◆ **Problem 1**: Return the passage from the notes on Romans 3:21-31 starting at "1. Romans 1:1-15" and ending at "of the Scriptures.".
◆ **Problem 2**: Supply the next part of the notes on Romans 3:21-31, picking up after their final sentence.

Start of Passage to read

Saturday, December 02, 2017

5. Concentrated Romans (3:21-31)

Doing a little summary work on Romans.

1. Romans 1:1-15
2. Romans 1:16-17
3. Romans 1:18-32
4. Romans 2:1-3:20
Romans 3:21-31
  • 3:21. Given the Jewish background in Psalms, Isaiah, and the Dead Sea Scrolls, the first thing someone like Paul would mean when using the phrase, "the righteousness of God" is God's propensity to save Israel and the world.
  • However, is there a double entendre in 3:21? Yes, God has shown his righteousness in a way that is different from the Jewish Law. But does Paul also play on the words? Now God has shown a way to be righteous apart from Law. "Now apart from Law the righteousness of God has been revealed."
  • This righteousness was witnessed by the Law and the Prophets. That is, in Scripture. As Paul often does, he glides from one use of "law" to another. He now refers to the Pentateuch, the Law as the first five books of the Scriptures.
  • 3:22. It is God's righteousness, "through faith of Jesus Christ." Paul uses a form of this turn of phrase three prominent times in his letters: here, Galatians 2:16, and Philippians 3:9. You wonder if Paul is starting with a known phrase within early Christianity.
  • The phrase can either mean, "the faithfulness of Jesus Christ" or "faith in Jesus Christ." I suspect it is the former in this verse because 1) otherwise the verse is redundant here and elsewhere, 2) such a concept would be parallel to passages like Romans 5:19; 3) it fits with Paul's theocentric sense of faith in Romans 4; 4) this train of thought seems manifested in 2 Corinthians 4:13.
  • 3:23. "All have sinned." That is, both Jew and Gentile. Although Paul believes all individuals have sinned, his point here is that being a Jew does not get you off the hook. Both Jew and Gentile have sin.

End of Passage to read
Start of Extracted records

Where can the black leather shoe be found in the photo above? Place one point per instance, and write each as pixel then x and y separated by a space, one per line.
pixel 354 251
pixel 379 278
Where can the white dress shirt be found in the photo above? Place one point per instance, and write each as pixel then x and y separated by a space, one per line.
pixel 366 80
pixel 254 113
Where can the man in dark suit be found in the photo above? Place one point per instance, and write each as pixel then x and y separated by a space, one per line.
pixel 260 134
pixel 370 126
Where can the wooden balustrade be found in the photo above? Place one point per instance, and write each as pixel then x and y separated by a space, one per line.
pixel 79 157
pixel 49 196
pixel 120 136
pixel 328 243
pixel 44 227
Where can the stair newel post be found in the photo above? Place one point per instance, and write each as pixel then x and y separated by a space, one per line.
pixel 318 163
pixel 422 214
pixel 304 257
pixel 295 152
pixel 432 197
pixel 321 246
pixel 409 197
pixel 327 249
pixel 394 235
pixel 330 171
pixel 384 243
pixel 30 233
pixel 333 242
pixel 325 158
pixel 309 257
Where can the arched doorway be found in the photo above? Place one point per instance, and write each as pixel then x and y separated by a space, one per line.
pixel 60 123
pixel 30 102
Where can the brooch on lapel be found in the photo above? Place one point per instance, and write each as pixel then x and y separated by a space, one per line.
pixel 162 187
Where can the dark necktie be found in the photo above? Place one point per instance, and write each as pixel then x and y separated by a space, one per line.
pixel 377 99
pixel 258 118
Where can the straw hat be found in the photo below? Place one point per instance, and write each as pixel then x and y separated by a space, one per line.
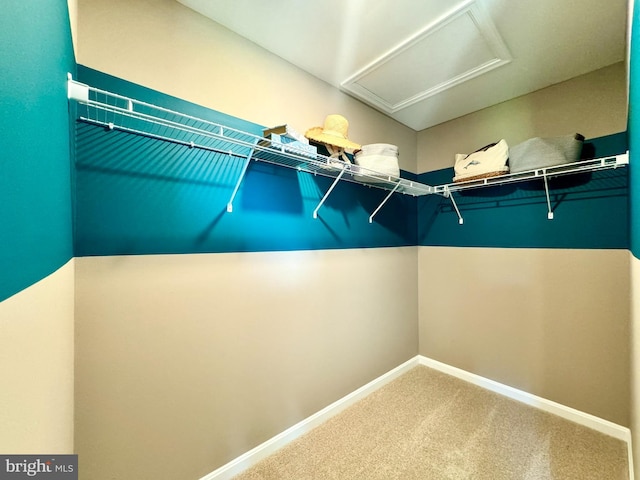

End of Extracted records

◆ **Answer 1**:
1. Romans 1:1-15
2. Romans 1:16-17
3. Romans 1:18-32
4. Romans 2:1-3:20
Romans 3:21-31
  • 3:21. Given the Jewish background in Psalms, Isaiah, and the Dead Sea Scrolls, the first thing someone like Paul would mean when using the phrase, "the righteousness of God" is God's propensity to save Israel and the world.
  • However, is there a double entendre in 3:21? Yes, God has shown his righteousness in a way that is different from the Jewish Law. But does Paul also play on the words? Now God has shown a way to be righteous apart from Law. "Now apart from Law the righteousness of God has been revealed."
  • This righteousness was witnessed by the Law and the Prophets. That is, in Scripture. As Paul often does, he glides from one use of "law" to another. He now refers to the Pentateuch, the Law as the first five books of the Scriptures.

◆ **Answer 2**:
  • "and lack the glory of God." This is arguably an allusion to Psalm 8, especially as used in the train of thought of Hebrews 2. Humanity was created for glory. But all have sinned and lack it. Therefore Jesus became human to lead many sons (and daughters) to glory. We hope for the glory of God (5:2). We will be glorified in the end (8:21, 30).
  • 3:24. "justified freely." Justification is legal, law court language. We will be declared in right standing with God (cf. 4:6-8). We will be "right-ified," deemed right with God.
  • "by grace." It is a gift from God that we have not earned. "unmerited favor"
  • "through redemption." Bought with a price. Freed from bondage of sin.
  •  "in Christ Jesus." A far more common expression in Paul than justification by faith. Our participation in Christ is the means of our life in Christ.
  • 3:25. God offered him as a "hilasterion." Translated variously. Is it "propitiation" as in KJV, NKJV, ESV (satisfaction of God's justice or anger)? Is it "expiation" as in RSV (cleansing, this would follow the use of the word in 4 Maccabees)? Is it "place of atonement" or "mercy seat" as in CEB and Philips translation (following the use in the LXX)? The NIV plays it safe with "sacrifice of atonement." It does seem to allude to the Day of Atonement sacrifice and thus anticipates some of the imagery of Hebrews that compares Jesus' death to the Day of Atonement sacrifice.
  • "through faithfulness." Probably refers to God's faithfulness rather than our faith, given what the rest of the verse, the next verse, and the previous verses say.
  • "by means of his blood." The life of Jesus' blood provides life for us from the death caused by our sins.
  • This demonstrates God's righteousness. The rest of the verse clearly shows that Paul thinks of God's righteousness when he refers to the righteousness of God. By offering Jesus as a sacrifice, God is showing that he is just and righteous even though he is passing over previous sins.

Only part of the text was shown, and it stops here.